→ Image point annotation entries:

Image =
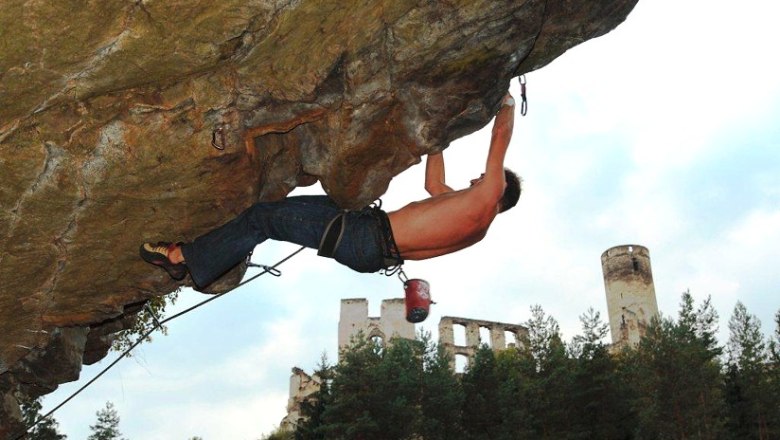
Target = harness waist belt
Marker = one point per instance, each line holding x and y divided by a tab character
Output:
332	236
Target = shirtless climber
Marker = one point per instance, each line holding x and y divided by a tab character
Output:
370	239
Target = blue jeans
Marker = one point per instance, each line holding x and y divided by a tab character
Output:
301	220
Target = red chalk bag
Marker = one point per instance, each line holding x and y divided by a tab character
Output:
418	300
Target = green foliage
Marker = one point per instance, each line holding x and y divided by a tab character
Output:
144	322
674	377
107	425
751	379
45	429
672	386
280	434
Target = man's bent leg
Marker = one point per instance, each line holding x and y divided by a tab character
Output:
299	220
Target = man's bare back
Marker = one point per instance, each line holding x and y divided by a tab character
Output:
451	220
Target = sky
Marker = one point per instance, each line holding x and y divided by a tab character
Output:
662	133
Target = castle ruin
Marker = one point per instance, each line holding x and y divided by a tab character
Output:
631	303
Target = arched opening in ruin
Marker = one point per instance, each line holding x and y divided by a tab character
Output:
459	335
484	337
461	363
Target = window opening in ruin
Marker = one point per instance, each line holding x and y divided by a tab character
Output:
484	337
379	343
461	363
459	335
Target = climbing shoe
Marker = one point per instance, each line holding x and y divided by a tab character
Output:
157	254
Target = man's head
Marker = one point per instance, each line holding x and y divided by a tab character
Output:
511	192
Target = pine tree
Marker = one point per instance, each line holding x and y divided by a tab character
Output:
748	388
313	407
598	408
107	426
675	377
481	420
45	429
441	398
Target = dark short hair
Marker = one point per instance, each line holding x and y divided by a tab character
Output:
514	186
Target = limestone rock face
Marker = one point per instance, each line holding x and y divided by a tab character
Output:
108	113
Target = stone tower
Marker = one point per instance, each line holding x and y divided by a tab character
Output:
628	280
391	322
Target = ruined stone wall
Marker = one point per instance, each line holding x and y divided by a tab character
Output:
631	302
497	339
391	322
302	387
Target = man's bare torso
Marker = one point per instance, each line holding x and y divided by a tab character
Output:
443	223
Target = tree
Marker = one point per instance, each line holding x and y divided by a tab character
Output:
314	406
107	426
597	402
674	377
144	321
481	418
442	396
749	391
45	429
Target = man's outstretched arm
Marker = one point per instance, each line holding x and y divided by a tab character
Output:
434	175
499	142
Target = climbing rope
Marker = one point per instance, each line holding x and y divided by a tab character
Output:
523	98
157	324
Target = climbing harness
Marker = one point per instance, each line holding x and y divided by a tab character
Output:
158	324
332	236
523	99
417	298
417	293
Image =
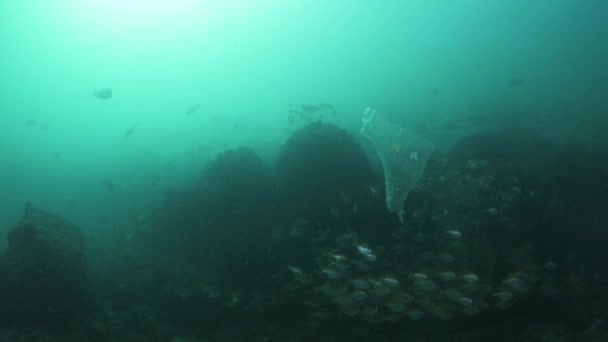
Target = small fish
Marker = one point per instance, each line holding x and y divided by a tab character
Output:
30	122
360	284
419	276
366	252
454	234
464	301
331	274
415	315
107	185
516	82
390	282
358	295
296	272
425	285
550	266
103	93
447	276
130	130
470	278
192	110
503	296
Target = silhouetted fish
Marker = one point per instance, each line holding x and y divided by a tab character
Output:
192	109
30	122
107	185
103	93
131	129
516	82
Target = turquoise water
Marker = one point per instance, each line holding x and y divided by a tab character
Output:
192	79
243	62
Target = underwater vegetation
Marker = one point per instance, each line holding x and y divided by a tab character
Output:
500	238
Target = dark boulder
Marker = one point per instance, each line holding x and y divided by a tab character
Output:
46	272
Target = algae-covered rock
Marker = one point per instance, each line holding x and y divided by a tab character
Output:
46	272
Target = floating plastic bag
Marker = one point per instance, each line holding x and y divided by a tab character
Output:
403	154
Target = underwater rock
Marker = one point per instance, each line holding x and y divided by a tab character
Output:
322	172
222	220
47	272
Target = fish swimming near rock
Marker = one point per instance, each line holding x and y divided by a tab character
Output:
103	93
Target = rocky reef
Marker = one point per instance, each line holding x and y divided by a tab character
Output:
45	272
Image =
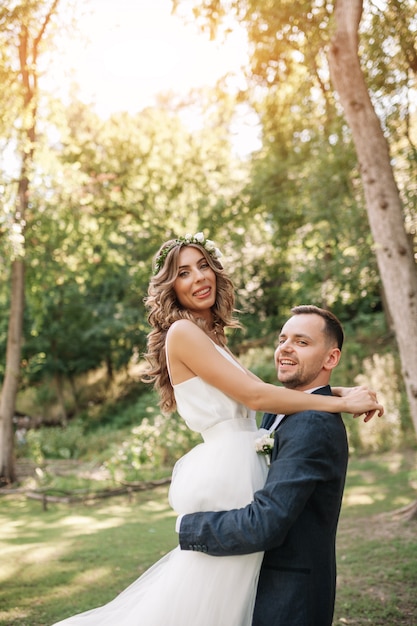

→ Required task:
Reproduce the full listing with every occurrence of "divided by a tab character" changed to "separated by a single tab", keeping everything else unchanged and omitting the pictures.

→ Written response:
Image =
Target = harness waist belt
Marker = one point per instance, each line holding x and y separated by a single tab
Output:
332	236
Target = shirtless climber
Marker = one point per instance, each line holding x and y separated by a single tab
Output:
370	239
Target = blue jeans
Marker = one point per instance, each line holding x and y separated by a single tab
Output:
301	220
Target = red chalk bag
Marker = one point per instance, each line holding x and y separated by a single tab
Output:
418	300
Target = green foliage
Marker = one point per instance, each line holding x and y separated by a single tab
Output:
144	322
674	377
107	425
751	379
45	429
672	386
280	434
Target = man's bent leg
Marker = one point per instance, each line holding x and y separated by a single tab
Output:
299	220
Target = man's bare back
Marker = one point per instance, each line holding x and y separated by a single tab
Output:
451	220
Target = sky
Marker = one point per instance, each line holding x and y separated by a single tab
Output:
662	133
Target = castle ruin
Marker = one point per instance, each line holding x and y separated by a single tab
Output:
631	303
Target = arched opening in ruin
Marker = one point per instance, each line holding x and y separated by a single tab
Output:
459	335
484	337
461	363
Target = window opening in ruin
Marker = one point per instance, each line holding x and y separated by a single tab
Output:
484	337
379	343
461	363
459	335
Target = climbing shoe
Marker = one point per instance, each line holding x and y separated by a single tab
Output:
157	254
Target = man's head
Marker = one point per instance, each line holding x and y separated by a single tab
Output:
511	192
Target = pine tree
Marker = one point per instance, each line holding x and y separated by a single tab
Output:
748	388
313	407
598	408
107	426
675	377
481	420
45	429
441	398
Target = dark short hair
Marker = one point per instance, each line holding x and y separated by a single tab
Output:
514	186
Target = limestone rock face
Marker = one point per instance, each line holding x and y separated by a single tab
Output:
108	113
Target = stone tower
Marker = one point per instance, each line holding x and y separated by a single tab
Output:
628	280
391	322
Target = ruined stone wall
Marker = one point per instance, each line holding x and y separated by a single tab
Output:
631	302
497	339
391	322
302	387
Target = man's bare torso
Marker = one point per instance, each line holding x and y separated by a single tab
Output:
443	223
Target = tree
Marker = one point per instance, each line holding x and y separated by a single tab
Output:
314	406
107	426
597	402
674	377
144	321
481	418
442	396
749	391
45	429
Target = man's outstretched arm
Marker = one point per instance, each line holding x and y separated by a single tab
Output:
434	175
499	142
Target = climbing rope
Marker = one point per instance, each line holding x and y separated by a single tab
Output:
523	98
157	324
Target = climbing harness
Marker = one point per instance, each line holding x and y separated by a single tab
Output:
158	324
332	236
523	99
417	298
417	293
Image =
Target = small fish
Marker = one point per instance, each line holding x and y separated by a single tab
Output:
30	122
360	284
419	276
366	252
454	234
464	301
331	274
415	315
107	185
516	82
390	282
358	295
296	272
425	285
550	266
103	93
447	276
130	130
470	278
192	110
503	296
Target = silhouetted fish
Marker = one point per instance, each line holding x and y separated by a single tab
Output:
192	109
30	122
107	185
103	93
131	129
516	82
Target = turquoise water
Marker = one point per instance, each line holding x and y separated by a single tab
Output:
192	79
243	62
Target = underwater vegetation
Marker = one point per instance, each line holding x and y separated by a single tab
Output:
500	238
Target = dark boulder
Marker = one point per instance, each line holding x and y separated by a single tab
Output:
46	272
Target = algae-covered rock
Marker = one point per instance, each line holding x and y separated by a single tab
Output:
46	272
Target = floating plastic bag
Marker = one point per instance, each line holding x and y separated by a single tab
Output:
403	154
Target = underwater rock
Marker = one point per instance, each line holding x and y separated by a single tab
Output:
322	172
222	220
47	272
Target = fish swimming near rock
Marker = one point per instance, each line holding x and y separated by a single tab
Output:
103	93
Target = rocky reef
Marker = one point per instance, each line holding x and y separated by a single tab
Output:
45	272
Image =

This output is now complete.